__Problema proposto a__
Riassumi in due frasi l'articolo sull'inflazione riportato qui sotto.
***** Brano citato
GIANFRANCO FABI - 07/07/2023

caro-prezziDopo quasi un ventennio di letargo l’inflazione da quasi due anni è tornata a tormentare la vita quotidiana delle famiglie e delle imprese.

L’aumento generalizzato dei prezzi è stato provocato dal forte aumento delle quotazioni dei beni energetici come conseguenza dell’embargo dei paesi occidentali per condannare l’aggressione russa all’Ucraina. Ma questo è stato solo il detonatore di una instabilità che covava sotto la cenere per una serie complessa di fattori che vanno dai cambiamenti dei rapporti commerciali globali ai riflessi delle innovazioni tecnologiche.

Ma al di là delle origini resta il fatto che l’aumento dei prezzi, che ha superato quota 10% in un anno, è un notevole aggravio per i bilanci delle famiglie anche perché non esistono più i meccanismi automatici di indicizzazione dei salari e delle pensioni.

E se questo è vero per l’insieme del Paese è ancora più vero per la realtà di Varese. Secondo le statistiche più recenti dell’Unione nazionale consumatori sulla base dei dati Istat, Varese è la quarta città più cara d’Italia preceduta solo da Milano, Bolzano e Siena. Per una famiglia media varesina la spesa aggiuntiva per mantenere lo stesso tenore di vita di dodici mesi prima è di 2136 euro pari al 9% del reddito medio annuale.

Peraltro l’inflazione è ancora più pesante per le famiglie con un reddito medio-basso dato che per i beni essenziali, il cosiddetto carrello della spesa, l’aumento dei prezzi è stato e continua ad essere ancora più veloce. Beni come il pane, la pasta, il riso, il burro hanno visto aumenti medi del 14% dal giugno dell’anno scorso.

Dato che non esistono soluzioni facili per problemi complessi (e l’inflazione è uno di questi) è del tutto naturale che gli esperti di politica economica abbiano idee contrastanti sulle strategie da seguire. Lo dimostra la polemica lanciata dalla presidente del Consiglio, Giorgia Meloni, che ha apertamente criticato le scelte di aumento dei tassi di interessi da parte della Banca centrale europea. In effetti la stretta monetaria mira a combattere l’inflazione rendendo più caro il denaro, e quindi i prestiti e i mutui, provocando quindi un pur limitato rallentamento dell’economia. Allora ci si può chiedere, come ha fatto Meloni, se il gioco valga la candela e cioè se i danni di una eventuale recessione non rischino di essere maggiori dell’inflazione che si vuole combattere.

La risposta non è facile, ma non bisogna sottovalutare un elemento. L’inflazione, come abbiamo visto, è un costo pesante per le famiglie, ma è nello stesso tempo una condizione favorevole per un Governo, soprattutto se fortemente indebitato, perché ha come effetto la riduzione del valore reale del debito stesso.

Quindi sul fronte della lotta all’inflazione gli interessi sono contrastanti. E non è un caso che le Banche centrali siano indipendenti dai Governi: perché la salvaguardia del valore della moneta è un interesse generale che un Governo sarebbe fortemente tentato di non rispettare alla ricerca di un consenso immediato magari riversando i costi sulle generazioni future, cioè sui giovani.
**********
***** Righe del dataset
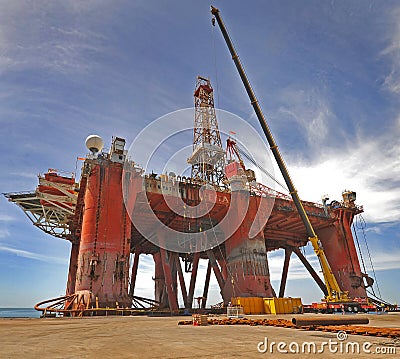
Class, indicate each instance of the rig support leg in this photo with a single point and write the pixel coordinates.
(181, 281)
(73, 268)
(288, 253)
(134, 272)
(216, 269)
(206, 285)
(193, 278)
(311, 270)
(169, 282)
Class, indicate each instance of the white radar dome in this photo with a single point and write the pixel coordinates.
(94, 143)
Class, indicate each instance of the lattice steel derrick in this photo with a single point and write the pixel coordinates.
(208, 157)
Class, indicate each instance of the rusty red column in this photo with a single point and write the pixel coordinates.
(246, 258)
(341, 253)
(103, 260)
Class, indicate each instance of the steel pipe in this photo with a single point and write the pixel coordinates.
(305, 322)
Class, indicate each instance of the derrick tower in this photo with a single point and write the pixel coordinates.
(208, 157)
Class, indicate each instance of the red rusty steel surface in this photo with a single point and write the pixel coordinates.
(103, 260)
(341, 253)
**********
__Problema proposto b__
Riscrivi le righe dell'elenco a partire da quella che contiene "Class, indicate each instance of the red" e fino all'ultima riga dell'elenco, estremi compresi.

__Risposta scritta a__
Dopo quasi vent'anni l'inflazione è tornata, innescata dal rincaro dell'energia seguito all'embargo contro la Russia, e grava sulle famiglie, in particolare su quelle a reddito medio-basso e su quelle di Varese, quarta città più cara d'Italia. Gli esperti hanno idee contrastanti sulle strategie da seguire, come mostra la critica di Giorgia Meloni ai rialzi dei tassi della Banca centrale europea, e, poiché l'inflazione riduce il valore reale del debito di un Governo, le Banche centrali sono indipendenti dai Governi.

__Risposta scritta b__
Class, indicate each instance of the red rusty steel surface in this photo with a single point and write the pixel coordinates.
(103, 260)
(341, 253)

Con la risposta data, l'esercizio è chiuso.